DATA SHOWN:
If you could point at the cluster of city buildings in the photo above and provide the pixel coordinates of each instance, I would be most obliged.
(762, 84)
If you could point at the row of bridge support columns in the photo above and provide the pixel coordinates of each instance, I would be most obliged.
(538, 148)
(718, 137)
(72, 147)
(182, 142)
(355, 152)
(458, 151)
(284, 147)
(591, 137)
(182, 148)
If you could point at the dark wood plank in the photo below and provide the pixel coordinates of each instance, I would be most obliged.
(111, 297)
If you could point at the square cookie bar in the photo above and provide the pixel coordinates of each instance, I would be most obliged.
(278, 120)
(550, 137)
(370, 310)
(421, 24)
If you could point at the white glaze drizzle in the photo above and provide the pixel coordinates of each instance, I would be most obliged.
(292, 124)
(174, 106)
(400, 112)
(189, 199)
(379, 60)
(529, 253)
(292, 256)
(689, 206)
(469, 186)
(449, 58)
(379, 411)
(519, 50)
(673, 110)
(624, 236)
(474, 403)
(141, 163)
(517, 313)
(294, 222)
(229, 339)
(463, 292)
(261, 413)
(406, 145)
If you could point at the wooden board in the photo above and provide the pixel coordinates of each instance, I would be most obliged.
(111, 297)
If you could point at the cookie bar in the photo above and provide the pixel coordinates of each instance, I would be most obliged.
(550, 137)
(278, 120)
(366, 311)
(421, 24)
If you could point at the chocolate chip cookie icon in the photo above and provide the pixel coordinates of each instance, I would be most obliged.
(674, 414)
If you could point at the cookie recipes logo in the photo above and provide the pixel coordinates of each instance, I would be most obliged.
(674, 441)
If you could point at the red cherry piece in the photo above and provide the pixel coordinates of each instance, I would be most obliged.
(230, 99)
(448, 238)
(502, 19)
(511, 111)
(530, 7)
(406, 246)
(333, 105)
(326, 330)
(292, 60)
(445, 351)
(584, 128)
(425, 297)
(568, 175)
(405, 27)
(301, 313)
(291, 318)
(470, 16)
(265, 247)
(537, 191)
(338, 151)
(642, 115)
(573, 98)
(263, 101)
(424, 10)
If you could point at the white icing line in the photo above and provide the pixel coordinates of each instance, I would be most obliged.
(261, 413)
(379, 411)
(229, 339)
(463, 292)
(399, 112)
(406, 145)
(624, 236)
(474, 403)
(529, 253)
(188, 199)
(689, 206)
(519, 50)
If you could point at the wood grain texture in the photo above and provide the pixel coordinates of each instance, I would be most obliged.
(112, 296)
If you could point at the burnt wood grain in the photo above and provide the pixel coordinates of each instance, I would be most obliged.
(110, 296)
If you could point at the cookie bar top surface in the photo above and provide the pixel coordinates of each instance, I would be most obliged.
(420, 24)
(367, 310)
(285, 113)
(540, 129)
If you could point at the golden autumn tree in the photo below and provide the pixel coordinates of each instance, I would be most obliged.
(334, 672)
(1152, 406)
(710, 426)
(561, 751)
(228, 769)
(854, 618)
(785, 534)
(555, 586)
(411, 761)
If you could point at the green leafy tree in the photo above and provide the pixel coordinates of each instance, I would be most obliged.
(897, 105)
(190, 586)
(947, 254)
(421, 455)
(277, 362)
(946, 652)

BRIEF: Copy every item above word for word, one per line, in the order shown.

TASK OUTPUT:
If you could point at the cluster of city buildings in the photo above and provide the pixel coordinates of each instance, I would be most obliged.
(762, 84)
If you could point at the row of bridge support columns in the photo above and provide the pixel coordinates of each instance, I would be most obliged.
(538, 148)
(718, 137)
(72, 147)
(182, 142)
(355, 152)
(458, 151)
(284, 147)
(591, 137)
(182, 148)
If you could point at the dark wood plank in the photo below and provide the pixel coordinates of each instance, I would be most obliged.
(111, 297)
If you could point at the square cookie bar in the photo above and provide the pixel coordinates of each instance, I would be most obliged.
(278, 120)
(550, 137)
(370, 310)
(421, 24)
If you could point at the white glaze drizzle in the photo above and provide the pixel coordinates of each instance, I would be most obliged.
(292, 124)
(174, 106)
(400, 112)
(189, 199)
(379, 60)
(529, 253)
(292, 256)
(689, 206)
(469, 186)
(449, 58)
(379, 411)
(519, 50)
(673, 110)
(624, 236)
(474, 403)
(141, 163)
(517, 313)
(294, 222)
(229, 339)
(463, 292)
(261, 413)
(406, 145)
If you could point at the wooden board in the photo above and provide the pixel coordinates of each instance, I would be most obliged.
(111, 297)
If you could point at the cookie bar in the photo above and provide the pixel coordinates of each instance, I would be most obliged.
(550, 137)
(278, 120)
(366, 311)
(421, 24)
If you could point at the chocolate chip cookie icon in the photo above and provide the pixel coordinates of each instance, I would be most obliged.
(674, 414)
If you could point at the cookie recipes logo in the photo above and provide the pixel coordinates of each instance, I would be most obliged.
(674, 441)
If you could point at the red cherry piece in the photo above and provide the pixel coordinates of each instance, I would be most obliged.
(230, 99)
(448, 238)
(502, 19)
(511, 111)
(530, 7)
(406, 246)
(333, 105)
(326, 330)
(292, 60)
(445, 351)
(584, 128)
(425, 297)
(568, 175)
(405, 27)
(301, 313)
(291, 318)
(470, 16)
(265, 247)
(537, 191)
(338, 151)
(642, 115)
(573, 98)
(263, 101)
(424, 10)
If you could point at the white icing line in the photo above and provide the pixel coordinates of each instance, I would be most obliged.
(261, 413)
(379, 411)
(229, 339)
(463, 292)
(399, 112)
(406, 145)
(624, 236)
(474, 403)
(529, 253)
(188, 199)
(689, 206)
(519, 50)
If you could point at the wood grain texture in the photo above and provide the pixel coordinates of each instance, I would be most obliged.
(112, 296)
If you could point at the burnt wood grain in the photo above and provide the pixel coordinates of each instance, I would be most obliged.
(110, 296)
If you could point at the cookie bar top surface in the photo above and provide the pixel coordinates of each instance, I would be most obliged.
(420, 24)
(367, 310)
(285, 113)
(540, 129)
If you could point at the golden autumn tree in the photo below and provide the pixel coordinates of each instance, I would be most obliged.
(334, 672)
(1152, 406)
(710, 426)
(561, 751)
(228, 769)
(854, 618)
(785, 534)
(555, 586)
(411, 761)
If you could point at the green leafy tree in the photo above and provide the pixel coordinates of each instance, I would be most obliged.
(897, 105)
(190, 586)
(947, 254)
(421, 455)
(277, 362)
(946, 652)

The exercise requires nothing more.